Source passage »

*** Begin section ***

Hektoen International

A Journal of Medical Humanities

America’s first bronchoscopist

J. Gordon Frierson
Palo Alto, California, United States

 

Man in suit with glasses
Autographed portrait of Chevalier Jackson. Wellcome Collection. CC BY 4.0.

One day, in the tough coal-mining city of Pittsburgh of the early 1900s, two Sisters of Mercy brought an emaciated, severely dehydrated, seven-year-old girl to a doctor’s office. Sometime earlier the girl had swallowed lye, thinking it was sugar, and the ensuing inflammation and scarring had all but blocked her esophagus. The doctor, alert to the problem, reached for a new instrument he had designed himself, an esophagoscope. Through its narrow bore he saw the scarred food passage, cleared a mucous plug for immediate relief, and gradually dilated the esophagus. The girl, rescued by the novel procedure, grew into normal adulthood.

The physician who related this moving story was Chevalier Jackson, one of the most interesting, and lesser known, medical practitioners in America. Jackson was born in 1863 and grew up on a poor farm near Pittsburgh. He and his two brothers filled their childhood days with farming chores and their evenings with reading, primarily books on science. But school was a torment. Jackson shared classrooms with sons of coal miners and farmers, a rough crowd that bullied the conscientious student constantly. He escaped only through his hobbies, wood-working and drawing, which he pursued in a small workshop at home. After high school, he commuted an hour each way by train to attend the Western University of Pennsylvania (later the University of Pittsburgh), while still helping on the farm at home.

*** End section ***

Information provided »
*** Begin section ***

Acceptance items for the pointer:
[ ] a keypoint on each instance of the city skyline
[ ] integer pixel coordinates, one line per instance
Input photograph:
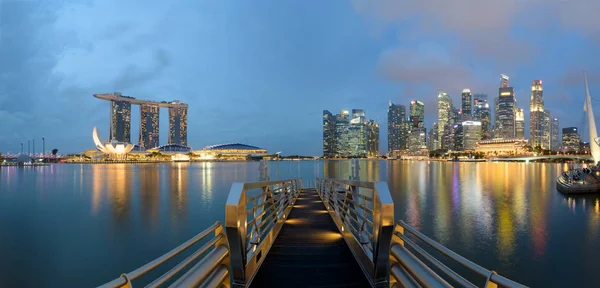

*** End section ***

Your tasks »
A: Update the Chevalier Jackson article: reproduce the passage between "A Journal of" and "into normal adulthood.", inclusive, with "Sisters of Mercy" changed to "nuns".
B: Answer these questions from the Chevalier Jackson article.
(i) What did the girl swallow, thinking it was sugar?
(ii) In what year was Jackson born?
(iii) What was the Western University of Pennsylvania later called?
C: Continue the Chevalier Jackson article from its last sentence.

Outputs for the tasks »
A:
A Journal of Medical Humanities

America’s first bronchoscopist

J. Gordon Frierson
Palo Alto, California, United States

 

Man in suit with glasses
Autographed portrait of Chevalier Jackson. Wellcome Collection. CC BY 4.0.

One day, in the tough coal-mining city of Pittsburgh of the early 1900s, two nuns brought an emaciated, severely dehydrated, seven-year-old girl to a doctor’s office. Sometime earlier the girl had swallowed lye, thinking it was sugar, and the ensuing inflammation and scarring had all but blocked her esophagus. The doctor, alert to the problem, reached for a new instrument he had designed himself, an esophagoscope. Through its narrow bore he saw the scarred food passage, cleared a mucous plug for immediate relief, and gradually dilated the esophagus. The girl, rescued by the novel procedure, grew into normal adulthood.

B:
(i) Lye
(ii) 1863
(iii) The University of Pittsburgh

C:
Jackson decided on a career in medicine. His parents were now bankrupt, and drawing on his art skills, he decorated lamps and shades to earn tuition. He entered Jefferson Medical College in 1884 for the two-year curriculum: a six-month set of identical lectures each year. He lived in an attic room where he cooked his own frugal vegetarian diet. To finance his second year, Jackson sold medical books and later signed on to a cod-fishing boat. He received his hard-earned MD degree in 1886.

At Jefferson, the professor of laryngology, Jacob Solis-Cohen, the author of an authoritative text on diseases of the nose and throat, had recently created a laryngology clinic. Solis-Cohen noticed Chevalier’s interest in the new specialty and loaned him his copy of the works of Sir Morell Mackenzie, the most prominent laryngologist in England. Eager to study from the best, Jackson cobbled additional scanty funds together and sailed through a rough storm to England. During the journey, smallpox broke out on the vessel and Jackson’s efforts caring for the stricken patients earned him a bonus sufficient to pay for a return trip. In Mackenzie’s clinic he watched procedures with newly created laryngoscopes and esophagoscopes. On return, he opened a laryngology practice in Pittsburgh, near his hometown.

His timing was fortunate. Newspapers were featuring reports on the laryngeal cancer that afflicted the Crown Prince of Germany. Morell Mackenzie, Jackson’s previous teacher, was a consultant on the case. The news informed the public about the relatively unknown specialty of laryngology, enhancing Jackson’s practice. Pittsburgh at the time was a grimy place, the air so thick with coal dust that the “sun was visible, on average, four days in a winter month.”1 Residents often kept lights burning indoors during the day.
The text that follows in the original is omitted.